--- MATERIAL SUPPLIED Enclosed Below ---

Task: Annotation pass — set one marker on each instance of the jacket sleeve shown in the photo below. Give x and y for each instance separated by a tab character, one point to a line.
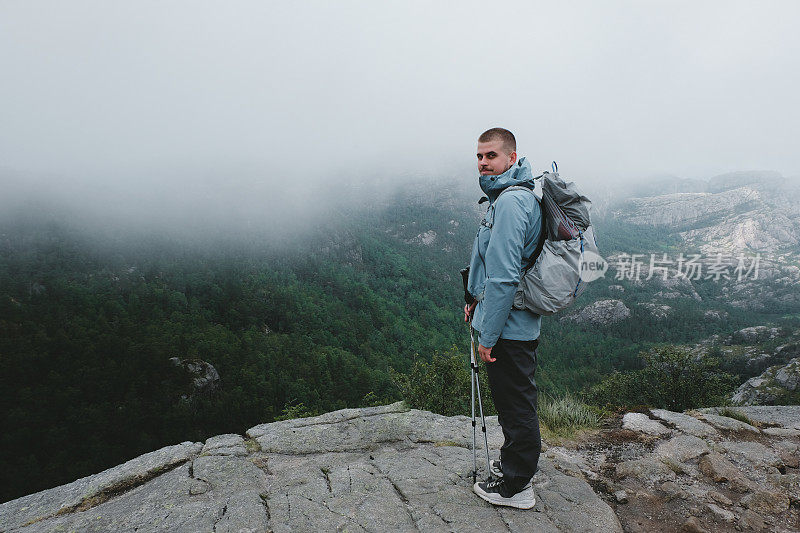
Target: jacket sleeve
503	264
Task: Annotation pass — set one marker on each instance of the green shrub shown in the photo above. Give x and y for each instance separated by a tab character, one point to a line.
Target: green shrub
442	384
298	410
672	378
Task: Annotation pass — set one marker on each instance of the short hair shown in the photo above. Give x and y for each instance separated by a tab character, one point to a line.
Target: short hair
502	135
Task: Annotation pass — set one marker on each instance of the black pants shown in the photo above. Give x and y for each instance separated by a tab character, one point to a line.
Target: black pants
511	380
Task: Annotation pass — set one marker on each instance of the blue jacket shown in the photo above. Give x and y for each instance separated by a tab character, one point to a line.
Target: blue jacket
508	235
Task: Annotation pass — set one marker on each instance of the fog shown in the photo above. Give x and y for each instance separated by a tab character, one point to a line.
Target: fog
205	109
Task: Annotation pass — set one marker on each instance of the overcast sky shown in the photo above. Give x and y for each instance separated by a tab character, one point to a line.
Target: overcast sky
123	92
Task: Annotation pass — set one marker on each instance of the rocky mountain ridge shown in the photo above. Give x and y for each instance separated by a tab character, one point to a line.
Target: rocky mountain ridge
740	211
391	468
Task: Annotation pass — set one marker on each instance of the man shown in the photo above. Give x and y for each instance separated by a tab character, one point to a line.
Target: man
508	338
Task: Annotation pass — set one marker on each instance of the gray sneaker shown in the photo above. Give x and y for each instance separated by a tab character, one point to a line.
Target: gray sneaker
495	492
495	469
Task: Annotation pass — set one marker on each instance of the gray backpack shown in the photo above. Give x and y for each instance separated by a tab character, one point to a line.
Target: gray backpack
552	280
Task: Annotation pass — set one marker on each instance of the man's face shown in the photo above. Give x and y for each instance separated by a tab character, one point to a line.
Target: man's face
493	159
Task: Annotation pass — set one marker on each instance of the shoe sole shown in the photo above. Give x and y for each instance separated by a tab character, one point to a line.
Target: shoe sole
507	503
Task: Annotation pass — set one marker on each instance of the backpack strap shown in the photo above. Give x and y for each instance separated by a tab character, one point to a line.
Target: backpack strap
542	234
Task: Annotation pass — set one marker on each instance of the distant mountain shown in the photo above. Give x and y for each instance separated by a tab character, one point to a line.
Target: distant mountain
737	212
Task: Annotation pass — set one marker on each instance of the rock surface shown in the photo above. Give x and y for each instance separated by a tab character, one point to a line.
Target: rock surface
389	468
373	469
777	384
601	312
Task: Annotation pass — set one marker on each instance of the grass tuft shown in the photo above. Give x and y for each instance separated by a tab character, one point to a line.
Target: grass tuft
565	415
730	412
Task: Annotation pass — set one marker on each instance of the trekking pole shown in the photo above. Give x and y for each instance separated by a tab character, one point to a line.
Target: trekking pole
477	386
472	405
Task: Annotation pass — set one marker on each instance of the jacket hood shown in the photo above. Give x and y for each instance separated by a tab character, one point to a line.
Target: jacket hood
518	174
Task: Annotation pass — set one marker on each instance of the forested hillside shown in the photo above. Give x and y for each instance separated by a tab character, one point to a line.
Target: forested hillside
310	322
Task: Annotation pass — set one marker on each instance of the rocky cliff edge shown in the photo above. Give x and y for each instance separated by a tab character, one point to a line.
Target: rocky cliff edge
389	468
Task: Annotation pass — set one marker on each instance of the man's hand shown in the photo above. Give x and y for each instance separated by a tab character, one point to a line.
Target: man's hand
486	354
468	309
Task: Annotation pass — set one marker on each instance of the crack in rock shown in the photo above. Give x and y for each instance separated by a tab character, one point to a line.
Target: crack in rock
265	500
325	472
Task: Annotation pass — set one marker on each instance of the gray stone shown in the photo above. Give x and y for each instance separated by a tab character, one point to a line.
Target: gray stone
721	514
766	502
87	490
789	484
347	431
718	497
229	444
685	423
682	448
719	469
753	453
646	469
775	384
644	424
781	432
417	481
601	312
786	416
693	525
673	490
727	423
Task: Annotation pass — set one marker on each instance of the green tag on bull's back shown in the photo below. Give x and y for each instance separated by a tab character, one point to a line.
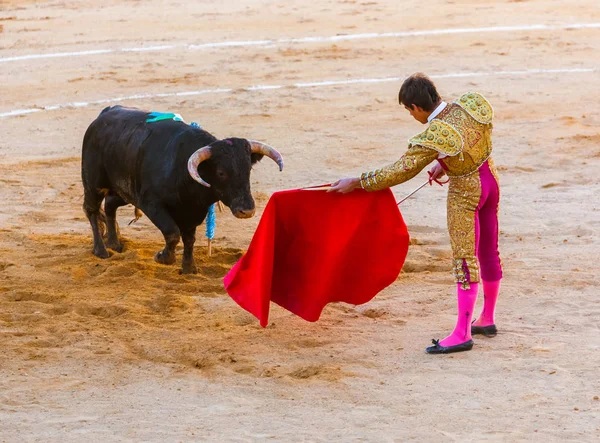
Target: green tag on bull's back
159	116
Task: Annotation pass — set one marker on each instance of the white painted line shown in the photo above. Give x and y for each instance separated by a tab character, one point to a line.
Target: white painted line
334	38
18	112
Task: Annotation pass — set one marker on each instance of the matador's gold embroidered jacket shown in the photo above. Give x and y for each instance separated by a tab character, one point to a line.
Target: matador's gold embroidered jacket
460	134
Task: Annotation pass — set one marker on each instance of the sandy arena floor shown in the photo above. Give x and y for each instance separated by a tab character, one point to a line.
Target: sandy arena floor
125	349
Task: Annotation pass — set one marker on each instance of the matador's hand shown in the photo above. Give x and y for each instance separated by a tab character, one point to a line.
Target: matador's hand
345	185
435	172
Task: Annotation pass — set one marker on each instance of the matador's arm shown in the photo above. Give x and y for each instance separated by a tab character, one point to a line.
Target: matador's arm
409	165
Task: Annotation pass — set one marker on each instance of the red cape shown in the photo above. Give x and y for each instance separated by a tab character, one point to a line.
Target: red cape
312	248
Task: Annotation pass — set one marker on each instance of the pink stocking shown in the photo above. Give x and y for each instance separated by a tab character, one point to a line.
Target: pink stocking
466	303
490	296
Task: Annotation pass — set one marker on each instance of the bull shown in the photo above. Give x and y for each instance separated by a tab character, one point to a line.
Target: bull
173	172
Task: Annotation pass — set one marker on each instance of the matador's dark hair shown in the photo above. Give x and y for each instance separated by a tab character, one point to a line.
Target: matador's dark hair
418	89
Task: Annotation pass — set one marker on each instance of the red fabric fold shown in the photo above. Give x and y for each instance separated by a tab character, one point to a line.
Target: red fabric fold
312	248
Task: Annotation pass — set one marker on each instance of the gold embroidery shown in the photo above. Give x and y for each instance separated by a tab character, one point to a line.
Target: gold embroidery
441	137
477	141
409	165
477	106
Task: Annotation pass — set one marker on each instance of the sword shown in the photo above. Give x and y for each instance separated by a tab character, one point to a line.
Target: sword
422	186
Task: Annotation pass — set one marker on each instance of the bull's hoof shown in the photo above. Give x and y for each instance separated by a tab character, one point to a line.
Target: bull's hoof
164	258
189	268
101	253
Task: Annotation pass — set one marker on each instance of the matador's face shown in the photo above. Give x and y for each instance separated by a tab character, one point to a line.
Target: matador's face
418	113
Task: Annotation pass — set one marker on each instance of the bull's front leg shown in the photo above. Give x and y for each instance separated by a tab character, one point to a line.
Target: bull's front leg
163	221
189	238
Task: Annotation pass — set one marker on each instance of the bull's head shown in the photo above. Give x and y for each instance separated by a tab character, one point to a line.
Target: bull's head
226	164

--- End of Enclosed MATERIAL SUPPLIED ---

### REQUIRED WORK:
Go back to the records above and write them out exactly, without the pictures.

### PROBLEM SOLUTION:
Task: Annotation pass — set one marker on each instance of the jacket sleeve shown in the photo below. Give x and y for each instance separated by a tab character, one point to a line.
Target: jacket sleeve
503	264
Task: Annotation pass — set one marker on each instance of the green shrub shown in the photo above. Give x and y for each instance separated by a tab character, one point to a line.
Target: green shrub
442	384
298	410
672	378
Task: Annotation pass — set one marker on each instance of the short hair shown in the photo above. Give x and y for each instance separated by a tab character, one point to a line.
Target: short hair
502	135
Task: Annotation pass — set one marker on each instance of the black pants shown in the photo above. Give x and y for each instance separated by a tab character, one point to a line.
Target: black pants
511	380
Task: Annotation pass — set one marker on each instance of the blue jacket shown in the photo above. Give x and y for each instance separated by a tab character, one point to a line.
Target: blue jacket
508	235
Task: Annotation pass — set one marker on each instance of the fog shown in the photo above. Give x and y for each instance separated by a tab character, one point to a line.
Target: fog
205	109
Task: Annotation pass — set one marker on each instance of the overcast sky shown in the photo above. Give x and y for each instance separated by a tab character, one point to a line.
Target: overcast sky
123	92
Task: Annotation pass — set one marker on each instance of the rocky mountain ridge shown in the photo above. Give x and y for each instance separated by a tab character, one point to a line.
Target: rocky mountain ridge
740	211
391	468
Task: Annotation pass — set one marker on each instance of the man shown in the photo above. Give x and y for each instance separated by a tab character, one point to a line.
Target: man
508	338
Task: Annotation pass — set one marker on each instance of the gray sneaker shown in the photo above. Give x and y for each instance separated by a tab character, one point to a line.
Target: gray sneaker
495	492
495	469
Task: Annotation pass — set one marker on each instance of the gray backpack shown in the photo above. Give x and y for each instance separated by a tab character, one point to a line.
Target: gray backpack
552	280
Task: Annotation pass — set one marker on each instance of the man's face shown in the photo above. Give x and y for each instance separated by a tab character, one point to a line.
Target: man's face
493	159
Task: Annotation pass — set one marker on each instance of the shoe sole shown in the photo above. Give x and y for each instance separated by a tab character, one point to a line.
Target: shoe sole
507	503
Task: Annotation pass — set one marker on each instance of the backpack strap shown in the photo above. Give x and y for each instance separated by a tab character, one point to a line.
Target: backpack strap
542	234
Task: Annotation pass — set one marker on each instance of the distant mountain shown in the photo above. Give x and y for each instance separated by a tab character, one point to a line.
Target: distant mountain
737	212
Task: Annotation pass — set one marker on each instance of the rock surface shown in the photo above. Give x and y for each instance separated by a tab character, one point to a line.
Target: rock surface
389	468
373	469
777	384
601	312
Task: Annotation pass — set one marker on each instance of the grass tuft shown in the photo above. Give x and y for each instance separated by a tab character, one point to a line.
Target: grass tuft
565	415
730	412
Task: Annotation pass — set one marker on each instance of the trekking pole shown in the photo above. Give x and y for each instance separated by a tab character, one point to a line.
Target: trekking pole
477	386
472	405
Task: Annotation pass — set one marker on each instance of the jacket hood shown in the photo above. Give x and y for each instance separated by a tab character, one point to a line.
Target: jacket hood
518	174
Task: Annotation pass — set one marker on each instance of the forested hillside shown in the photo above. Give x and y for each instance separated by a tab character, one point to a line.
Target: forested hillside
310	322
Task: Annotation pass — set one marker on each instance of the rocky cliff edge shown in the photo above. Give x and y for each instance separated by a tab character, one point to a line.
Target: rocky cliff edge
389	468
Task: Annotation pass — set one marker on each instance of the man's hand shown in the photo above. Give x and y for each instance separated by a tab character, one point to a line.
Target: man's hand
486	354
468	309
Task: Annotation pass — set one marker on each instance of the crack in rock shown in the photo above. Give x and y for each instance separated by a tab character, one point to a line.
Target: crack in rock
265	500
325	472
Task: Annotation pass — set one marker on each instance of the gray stone shown in the photo above. Give x and y for each instance separated by a tab character, one point to a line.
Target: gray stone
721	514
766	502
87	490
789	484
347	431
718	497
229	444
685	423
682	448
719	469
753	453
646	469
775	384
644	424
781	432
417	481
601	312
786	416
693	525
673	490
727	423
Task: Annotation pass — set one marker on each instance of the green tag on bull's back shown in the photo below. Give x and y for each instance separated by a tab character, one point to a line.
Target: green tag on bull's back
159	116
Task: Annotation pass — set one marker on each instance of the white painted line shown in the photo above. Give x and y for each instance separated by a tab character, one point to a line.
Target: white painted line
334	38
18	112
Task: Annotation pass — set one marker on each instance of the matador's gold embroidered jacket shown in the photo above. Give x and y for each instance separated by a tab character, one point to a line.
Target: matador's gold embroidered jacket
460	134
Task: Annotation pass — set one marker on each instance of the sandy arena floor shown in the photo above. Give x and y for each instance separated by a tab character, one point to a line.
Target: sandy arena floor
125	349
Task: Annotation pass — set one marker on each instance of the matador's hand shown in the photo above. Give x and y for each instance separated by a tab character, one point to a line.
Target: matador's hand
345	185
435	172
Task: Annotation pass — set one marker on each instance of the matador's arm shown in the photo above. Give x and y for each instance separated by a tab character, one point to a line.
Target: matador's arm
409	165
Task: Annotation pass — set one marker on each instance of the red cape shown in the photo above. Give x and y for each instance separated by a tab character, one point to a line.
Target: red cape
312	248
Task: Annotation pass — set one marker on each instance of the pink stocking shown in the photo above. Give x and y for each instance separated by a tab character, one point to a line.
Target: pink stocking
466	303
490	296
Task: Annotation pass — set one marker on each instance of the bull shown in the photo above. Give x and y for each instance separated by a tab character, one point to a line.
Target: bull
173	172
Task: Annotation pass — set one marker on each instance of the matador's dark hair shown in the photo above. Give x and y for each instance separated by a tab character, one point to a line.
Target: matador's dark hair
418	89
Task: Annotation pass — set one marker on each instance of the red fabric fold shown in the photo above. Give x and y for each instance separated by a tab character, one point to a line.
Target: red fabric fold
312	248
Task: Annotation pass — set one marker on each instance of the gold embroidery shown in the photo above. Give x and y for each instance separated by a tab character, one point to a line.
Target: gold embroidery
441	137
477	141
409	165
477	106
Task: Annotation pass — set one marker on each instance of the sword shown in the photo above. Give x and y for each instance separated by a tab character, one point to a line.
Target: sword
422	186
Task: Annotation pass — set one marker on each instance of the bull's hoof shown in the photo above. Give x and y for each instance separated by a tab character, one point to a line.
Target: bull's hoof
164	258
189	268
101	253
Task: Annotation pass — set one marker on each instance of the matador's face shown in the photo above. Give x and y for each instance separated by a tab character, one point to a line.
Target: matador's face
418	113
Task: Annotation pass — set one marker on each instance of the bull's front leg shown in the photo above. Give x and y for each instance separated by a tab character, one point to a line.
Target: bull's front leg
163	221
189	238
Task: Annotation pass — set one marker on each instance of the bull's head shown in the photo above. Give x and y for each instance separated by a tab character, one point to a line.
Target: bull's head
226	164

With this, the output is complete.